Задание: Перепишите строки материала ниже от строки с «Can you confirm whether any black metal» до строки с «[622,209,630,296]» включительно в виде JSON-списка строк, где каждой строке соответствует одна запись списка. Пустые строки пропустите.

Исходные данные:

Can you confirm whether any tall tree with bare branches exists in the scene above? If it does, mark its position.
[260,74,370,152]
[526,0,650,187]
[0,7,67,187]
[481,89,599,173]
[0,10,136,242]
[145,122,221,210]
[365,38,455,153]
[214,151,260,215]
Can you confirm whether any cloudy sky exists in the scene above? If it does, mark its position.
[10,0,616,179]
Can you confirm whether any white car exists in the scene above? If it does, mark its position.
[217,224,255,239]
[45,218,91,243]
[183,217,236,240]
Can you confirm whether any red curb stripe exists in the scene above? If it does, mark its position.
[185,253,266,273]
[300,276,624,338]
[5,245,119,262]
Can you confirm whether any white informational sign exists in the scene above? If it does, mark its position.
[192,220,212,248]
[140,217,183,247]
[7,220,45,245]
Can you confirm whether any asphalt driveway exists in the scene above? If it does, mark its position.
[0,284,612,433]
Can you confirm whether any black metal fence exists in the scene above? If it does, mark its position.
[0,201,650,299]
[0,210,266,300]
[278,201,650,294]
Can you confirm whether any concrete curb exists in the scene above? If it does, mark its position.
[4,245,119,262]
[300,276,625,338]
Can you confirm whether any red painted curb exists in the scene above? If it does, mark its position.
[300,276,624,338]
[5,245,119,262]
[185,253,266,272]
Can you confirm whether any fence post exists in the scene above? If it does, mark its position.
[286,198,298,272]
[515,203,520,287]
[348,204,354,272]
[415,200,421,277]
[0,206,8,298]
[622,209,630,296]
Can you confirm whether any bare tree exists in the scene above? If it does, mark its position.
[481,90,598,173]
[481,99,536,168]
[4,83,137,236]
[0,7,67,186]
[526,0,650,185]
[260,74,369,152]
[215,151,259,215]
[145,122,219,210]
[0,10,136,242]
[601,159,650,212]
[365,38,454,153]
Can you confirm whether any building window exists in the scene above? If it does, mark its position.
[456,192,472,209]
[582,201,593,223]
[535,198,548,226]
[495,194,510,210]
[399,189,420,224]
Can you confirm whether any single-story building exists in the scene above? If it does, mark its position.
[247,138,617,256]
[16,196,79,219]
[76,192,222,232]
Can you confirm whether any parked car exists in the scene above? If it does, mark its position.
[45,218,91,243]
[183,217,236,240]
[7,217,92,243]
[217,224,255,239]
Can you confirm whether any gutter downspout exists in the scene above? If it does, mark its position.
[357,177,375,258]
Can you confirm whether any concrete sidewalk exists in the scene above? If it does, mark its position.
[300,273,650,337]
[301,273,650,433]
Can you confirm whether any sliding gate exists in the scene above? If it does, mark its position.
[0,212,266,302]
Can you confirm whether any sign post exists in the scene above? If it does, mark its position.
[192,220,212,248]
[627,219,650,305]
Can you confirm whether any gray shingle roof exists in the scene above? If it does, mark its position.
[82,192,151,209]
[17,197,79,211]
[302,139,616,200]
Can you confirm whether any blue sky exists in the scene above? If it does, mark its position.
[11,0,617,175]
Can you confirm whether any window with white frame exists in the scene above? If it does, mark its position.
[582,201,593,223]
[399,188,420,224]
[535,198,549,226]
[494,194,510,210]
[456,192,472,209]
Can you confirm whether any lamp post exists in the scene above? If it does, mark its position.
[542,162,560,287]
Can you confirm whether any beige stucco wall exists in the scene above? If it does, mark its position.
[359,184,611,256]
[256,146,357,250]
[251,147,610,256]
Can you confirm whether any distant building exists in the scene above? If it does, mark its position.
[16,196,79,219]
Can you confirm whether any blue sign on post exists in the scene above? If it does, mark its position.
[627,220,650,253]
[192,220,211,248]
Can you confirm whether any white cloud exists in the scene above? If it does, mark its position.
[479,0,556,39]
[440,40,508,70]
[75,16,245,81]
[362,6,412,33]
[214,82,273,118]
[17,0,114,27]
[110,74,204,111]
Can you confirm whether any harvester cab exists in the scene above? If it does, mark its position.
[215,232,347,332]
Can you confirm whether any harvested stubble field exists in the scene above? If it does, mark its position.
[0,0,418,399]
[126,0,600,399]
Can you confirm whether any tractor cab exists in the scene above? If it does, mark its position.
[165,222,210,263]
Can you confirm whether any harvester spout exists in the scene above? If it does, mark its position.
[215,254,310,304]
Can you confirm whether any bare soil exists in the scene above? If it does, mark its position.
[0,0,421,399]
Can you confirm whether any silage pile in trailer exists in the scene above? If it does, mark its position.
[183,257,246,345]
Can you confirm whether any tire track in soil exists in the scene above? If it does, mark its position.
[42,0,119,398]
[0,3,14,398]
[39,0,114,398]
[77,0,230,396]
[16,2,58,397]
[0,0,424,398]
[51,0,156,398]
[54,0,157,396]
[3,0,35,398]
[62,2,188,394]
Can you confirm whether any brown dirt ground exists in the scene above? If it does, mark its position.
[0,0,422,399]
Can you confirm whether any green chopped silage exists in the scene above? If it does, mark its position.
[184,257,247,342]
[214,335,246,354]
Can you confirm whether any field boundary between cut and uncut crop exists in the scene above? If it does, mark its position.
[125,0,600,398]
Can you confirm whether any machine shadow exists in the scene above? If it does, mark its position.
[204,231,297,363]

--

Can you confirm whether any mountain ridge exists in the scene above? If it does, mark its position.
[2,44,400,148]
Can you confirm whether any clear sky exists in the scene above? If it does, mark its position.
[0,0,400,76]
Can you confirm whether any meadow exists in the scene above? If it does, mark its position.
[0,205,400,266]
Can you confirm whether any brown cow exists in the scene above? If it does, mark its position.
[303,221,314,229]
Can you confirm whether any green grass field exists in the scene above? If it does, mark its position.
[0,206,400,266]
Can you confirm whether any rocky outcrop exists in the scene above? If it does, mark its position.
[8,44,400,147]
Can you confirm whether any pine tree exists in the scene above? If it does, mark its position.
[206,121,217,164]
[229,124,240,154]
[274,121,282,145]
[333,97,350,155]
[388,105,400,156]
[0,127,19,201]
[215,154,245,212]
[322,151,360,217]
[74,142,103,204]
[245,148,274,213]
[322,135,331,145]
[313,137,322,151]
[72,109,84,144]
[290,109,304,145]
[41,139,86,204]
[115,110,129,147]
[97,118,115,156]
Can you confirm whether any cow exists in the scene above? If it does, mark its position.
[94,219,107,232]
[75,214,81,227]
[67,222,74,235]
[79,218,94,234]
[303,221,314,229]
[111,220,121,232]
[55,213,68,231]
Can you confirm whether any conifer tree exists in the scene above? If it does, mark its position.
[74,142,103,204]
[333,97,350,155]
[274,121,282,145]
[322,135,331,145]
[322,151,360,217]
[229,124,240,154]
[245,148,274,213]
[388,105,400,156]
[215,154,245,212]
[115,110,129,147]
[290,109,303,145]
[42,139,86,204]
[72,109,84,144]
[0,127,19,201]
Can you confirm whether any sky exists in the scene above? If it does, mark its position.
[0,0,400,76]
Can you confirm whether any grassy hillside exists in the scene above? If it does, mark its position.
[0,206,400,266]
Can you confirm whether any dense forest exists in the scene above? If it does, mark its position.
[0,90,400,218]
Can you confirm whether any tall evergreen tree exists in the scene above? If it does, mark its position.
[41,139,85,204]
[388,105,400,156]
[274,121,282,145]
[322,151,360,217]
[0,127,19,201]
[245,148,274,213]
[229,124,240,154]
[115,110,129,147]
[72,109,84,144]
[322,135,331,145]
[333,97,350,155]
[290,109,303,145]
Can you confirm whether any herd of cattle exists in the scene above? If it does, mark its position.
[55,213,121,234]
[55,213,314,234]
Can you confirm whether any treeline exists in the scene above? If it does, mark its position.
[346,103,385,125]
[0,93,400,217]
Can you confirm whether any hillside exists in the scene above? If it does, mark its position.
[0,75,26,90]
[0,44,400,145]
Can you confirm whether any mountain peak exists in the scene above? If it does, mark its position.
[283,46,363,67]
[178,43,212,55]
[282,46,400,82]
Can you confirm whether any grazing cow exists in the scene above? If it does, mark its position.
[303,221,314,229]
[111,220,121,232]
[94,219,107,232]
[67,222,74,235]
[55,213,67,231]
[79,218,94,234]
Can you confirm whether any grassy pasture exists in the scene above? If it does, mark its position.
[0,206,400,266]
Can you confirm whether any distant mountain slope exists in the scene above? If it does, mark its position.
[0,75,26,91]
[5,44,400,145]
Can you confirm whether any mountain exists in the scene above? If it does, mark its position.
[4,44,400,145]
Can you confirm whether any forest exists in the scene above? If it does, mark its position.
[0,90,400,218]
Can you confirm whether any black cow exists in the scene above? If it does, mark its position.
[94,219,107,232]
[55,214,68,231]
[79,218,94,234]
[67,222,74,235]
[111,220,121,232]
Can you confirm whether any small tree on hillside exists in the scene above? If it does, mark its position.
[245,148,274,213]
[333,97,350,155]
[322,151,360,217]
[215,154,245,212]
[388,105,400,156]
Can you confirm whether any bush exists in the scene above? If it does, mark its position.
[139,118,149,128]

Ответ:
[
  "Can you confirm whether any black metal fence exists in the scene above? If it does, mark its position.",
  "[0,201,650,299]",
  "[0,210,266,300]",
  "[278,201,650,294]",
  "Can you confirm whether any concrete curb exists in the scene above? If it does, mark its position.",
  "[4,245,119,262]",
  "[300,276,625,338]",
  "Can you confirm whether any red painted curb exists in the scene above? If it does, mark its position.",
  "[300,276,624,338]",
  "[5,245,119,262]",
  "[185,253,266,272]",
  "Can you confirm whether any fence post exists in the scene above? If it does, mark its position.",
  "[286,198,298,272]",
  "[515,203,520,287]",
  "[348,204,354,272]",
  "[415,200,421,277]",
  "[0,206,8,298]",
  "[622,209,630,296]"
]